### Stored records

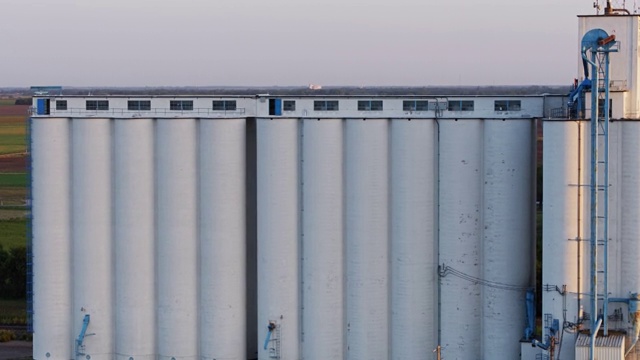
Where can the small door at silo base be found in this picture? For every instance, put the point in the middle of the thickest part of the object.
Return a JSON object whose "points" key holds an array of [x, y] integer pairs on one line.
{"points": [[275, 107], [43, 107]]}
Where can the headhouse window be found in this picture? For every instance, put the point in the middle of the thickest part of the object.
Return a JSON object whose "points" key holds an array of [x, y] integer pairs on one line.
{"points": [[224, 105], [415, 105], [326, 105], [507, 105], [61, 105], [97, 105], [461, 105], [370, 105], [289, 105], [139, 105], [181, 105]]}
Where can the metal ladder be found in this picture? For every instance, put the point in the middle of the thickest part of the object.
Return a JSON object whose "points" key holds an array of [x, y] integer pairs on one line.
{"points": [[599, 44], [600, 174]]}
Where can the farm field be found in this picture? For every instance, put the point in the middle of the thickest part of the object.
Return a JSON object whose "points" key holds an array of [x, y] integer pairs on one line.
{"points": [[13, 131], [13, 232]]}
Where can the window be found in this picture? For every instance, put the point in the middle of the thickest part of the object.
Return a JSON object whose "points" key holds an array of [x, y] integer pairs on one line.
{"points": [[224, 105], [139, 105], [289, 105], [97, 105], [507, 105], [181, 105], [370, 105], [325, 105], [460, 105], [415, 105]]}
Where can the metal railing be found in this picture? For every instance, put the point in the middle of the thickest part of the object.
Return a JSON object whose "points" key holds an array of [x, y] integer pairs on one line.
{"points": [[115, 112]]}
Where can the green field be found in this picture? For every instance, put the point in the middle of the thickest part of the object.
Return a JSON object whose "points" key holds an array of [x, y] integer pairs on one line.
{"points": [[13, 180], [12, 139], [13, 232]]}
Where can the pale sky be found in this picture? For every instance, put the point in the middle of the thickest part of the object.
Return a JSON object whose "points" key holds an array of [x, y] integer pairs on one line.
---
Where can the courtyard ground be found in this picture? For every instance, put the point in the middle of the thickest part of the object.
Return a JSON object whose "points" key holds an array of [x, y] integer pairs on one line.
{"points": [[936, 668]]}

### Work to be completed
Please pull together every line of the rows above in which the string "field" appears, copying each one in full.

### Response to the exercise
Where can the farm field be found in this picture? For every instance, put the point in the middle of the thickest part of the object.
Where can the green field be found in this picture? For every instance, put the point in the middle of the thickest part of the object.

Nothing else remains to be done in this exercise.